Return the items word for word, from the line containing "for every instance of the dark" through the end of the items.

DATA SHOWN:
__________________________________________________

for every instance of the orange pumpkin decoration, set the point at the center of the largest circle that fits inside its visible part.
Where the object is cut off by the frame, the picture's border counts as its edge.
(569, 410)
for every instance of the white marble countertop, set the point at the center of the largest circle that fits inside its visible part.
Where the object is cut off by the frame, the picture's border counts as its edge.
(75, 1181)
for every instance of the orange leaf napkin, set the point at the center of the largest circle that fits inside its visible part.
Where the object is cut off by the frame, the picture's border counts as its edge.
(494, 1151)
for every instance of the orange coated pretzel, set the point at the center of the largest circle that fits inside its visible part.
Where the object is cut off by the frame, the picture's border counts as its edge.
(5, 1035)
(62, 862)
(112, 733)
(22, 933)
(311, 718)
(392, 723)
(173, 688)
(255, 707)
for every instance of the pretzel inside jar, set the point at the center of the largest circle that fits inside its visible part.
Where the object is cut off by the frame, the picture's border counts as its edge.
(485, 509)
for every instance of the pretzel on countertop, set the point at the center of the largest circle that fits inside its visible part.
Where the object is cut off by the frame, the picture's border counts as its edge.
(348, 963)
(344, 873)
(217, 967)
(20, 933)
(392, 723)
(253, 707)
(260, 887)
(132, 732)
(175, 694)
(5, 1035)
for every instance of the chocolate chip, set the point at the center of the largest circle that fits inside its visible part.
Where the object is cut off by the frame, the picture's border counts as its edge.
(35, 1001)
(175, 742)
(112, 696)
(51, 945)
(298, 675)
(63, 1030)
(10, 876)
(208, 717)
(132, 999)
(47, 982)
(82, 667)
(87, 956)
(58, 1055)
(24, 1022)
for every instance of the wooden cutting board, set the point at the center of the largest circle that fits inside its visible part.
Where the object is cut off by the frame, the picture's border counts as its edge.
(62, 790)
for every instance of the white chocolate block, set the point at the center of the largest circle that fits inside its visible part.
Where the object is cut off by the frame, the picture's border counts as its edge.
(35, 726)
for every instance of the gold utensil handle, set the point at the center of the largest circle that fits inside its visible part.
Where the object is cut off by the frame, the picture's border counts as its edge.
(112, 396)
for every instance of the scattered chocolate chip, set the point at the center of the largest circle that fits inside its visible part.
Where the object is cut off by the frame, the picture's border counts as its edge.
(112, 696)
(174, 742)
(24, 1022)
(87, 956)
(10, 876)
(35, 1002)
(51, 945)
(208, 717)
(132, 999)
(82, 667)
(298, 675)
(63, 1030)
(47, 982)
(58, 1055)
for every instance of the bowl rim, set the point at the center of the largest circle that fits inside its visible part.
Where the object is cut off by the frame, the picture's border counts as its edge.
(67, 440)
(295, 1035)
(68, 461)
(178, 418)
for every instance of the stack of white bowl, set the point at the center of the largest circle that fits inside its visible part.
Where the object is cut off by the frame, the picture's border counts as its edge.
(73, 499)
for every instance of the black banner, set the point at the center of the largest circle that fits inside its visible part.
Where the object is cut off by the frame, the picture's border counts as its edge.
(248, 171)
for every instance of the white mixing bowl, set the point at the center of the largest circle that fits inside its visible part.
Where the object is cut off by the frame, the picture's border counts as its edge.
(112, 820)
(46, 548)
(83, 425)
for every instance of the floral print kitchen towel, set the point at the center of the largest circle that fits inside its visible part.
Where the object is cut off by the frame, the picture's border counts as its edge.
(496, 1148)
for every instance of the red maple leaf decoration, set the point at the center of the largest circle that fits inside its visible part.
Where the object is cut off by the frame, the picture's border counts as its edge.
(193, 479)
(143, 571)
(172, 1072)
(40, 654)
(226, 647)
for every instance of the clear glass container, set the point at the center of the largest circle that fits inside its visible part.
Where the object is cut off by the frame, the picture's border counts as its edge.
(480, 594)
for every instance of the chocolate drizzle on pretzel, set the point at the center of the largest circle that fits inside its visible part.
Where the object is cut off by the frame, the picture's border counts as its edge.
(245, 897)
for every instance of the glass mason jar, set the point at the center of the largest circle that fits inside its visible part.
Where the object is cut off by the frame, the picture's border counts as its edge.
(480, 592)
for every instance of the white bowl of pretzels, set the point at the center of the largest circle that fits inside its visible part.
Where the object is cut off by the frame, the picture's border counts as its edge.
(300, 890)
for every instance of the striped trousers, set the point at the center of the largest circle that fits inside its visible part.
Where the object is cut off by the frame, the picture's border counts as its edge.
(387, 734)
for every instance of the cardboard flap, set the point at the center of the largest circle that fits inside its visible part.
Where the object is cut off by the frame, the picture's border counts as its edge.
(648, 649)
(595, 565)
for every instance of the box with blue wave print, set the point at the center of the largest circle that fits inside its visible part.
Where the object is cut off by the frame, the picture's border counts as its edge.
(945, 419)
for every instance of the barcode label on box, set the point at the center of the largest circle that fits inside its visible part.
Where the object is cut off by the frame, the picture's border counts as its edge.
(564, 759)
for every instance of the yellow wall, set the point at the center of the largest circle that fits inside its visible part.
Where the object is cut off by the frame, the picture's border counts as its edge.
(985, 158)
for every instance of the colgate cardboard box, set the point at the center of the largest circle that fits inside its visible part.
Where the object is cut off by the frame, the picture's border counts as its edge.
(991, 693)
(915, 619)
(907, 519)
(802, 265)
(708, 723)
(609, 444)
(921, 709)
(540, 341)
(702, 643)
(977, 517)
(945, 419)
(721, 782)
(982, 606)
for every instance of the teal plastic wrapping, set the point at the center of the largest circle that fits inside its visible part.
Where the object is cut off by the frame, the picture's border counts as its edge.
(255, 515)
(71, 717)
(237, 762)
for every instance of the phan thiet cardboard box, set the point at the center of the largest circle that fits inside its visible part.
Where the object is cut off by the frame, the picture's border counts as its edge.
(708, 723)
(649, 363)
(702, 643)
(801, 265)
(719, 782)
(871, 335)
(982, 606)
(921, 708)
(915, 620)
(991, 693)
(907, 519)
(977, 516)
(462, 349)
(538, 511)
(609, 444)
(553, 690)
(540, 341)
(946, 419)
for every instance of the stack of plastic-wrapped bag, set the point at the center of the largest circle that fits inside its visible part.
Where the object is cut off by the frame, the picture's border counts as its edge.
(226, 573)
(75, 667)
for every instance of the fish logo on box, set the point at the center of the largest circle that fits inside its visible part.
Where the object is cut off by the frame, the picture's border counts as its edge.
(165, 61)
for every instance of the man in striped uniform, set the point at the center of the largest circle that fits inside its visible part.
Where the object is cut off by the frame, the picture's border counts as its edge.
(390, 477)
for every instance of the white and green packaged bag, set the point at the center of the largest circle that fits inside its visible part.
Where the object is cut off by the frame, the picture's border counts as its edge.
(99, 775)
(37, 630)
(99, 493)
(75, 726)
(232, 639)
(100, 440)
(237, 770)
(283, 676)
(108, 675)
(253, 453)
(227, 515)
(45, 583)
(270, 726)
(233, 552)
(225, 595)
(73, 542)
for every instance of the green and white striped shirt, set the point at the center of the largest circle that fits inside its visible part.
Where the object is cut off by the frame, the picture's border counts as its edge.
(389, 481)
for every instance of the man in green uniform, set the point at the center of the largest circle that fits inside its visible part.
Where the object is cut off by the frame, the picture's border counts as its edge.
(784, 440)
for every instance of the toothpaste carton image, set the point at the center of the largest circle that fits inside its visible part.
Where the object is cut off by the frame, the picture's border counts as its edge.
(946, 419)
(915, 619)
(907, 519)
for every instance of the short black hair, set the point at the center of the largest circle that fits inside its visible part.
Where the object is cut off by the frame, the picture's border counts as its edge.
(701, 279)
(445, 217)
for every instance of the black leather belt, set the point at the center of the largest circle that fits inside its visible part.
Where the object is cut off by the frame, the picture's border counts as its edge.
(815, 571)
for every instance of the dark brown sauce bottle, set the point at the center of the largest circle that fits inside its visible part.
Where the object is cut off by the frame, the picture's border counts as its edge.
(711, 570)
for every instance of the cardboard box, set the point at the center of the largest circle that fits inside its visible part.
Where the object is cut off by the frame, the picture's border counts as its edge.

__________________________________________________

THE OUTPUT:
for every instance of the dark brown sauce bottle, set the point at the center of the largest circle that fits inside its visible part.
Where the object is cut off by the frame, the picture's border counts as its edge.
(711, 570)
for every instance of the cardboard box, set the point at the center of the largest circle that fits inside its visible part.
Where the object is cut off by the frame, the picture's border counts as its edge.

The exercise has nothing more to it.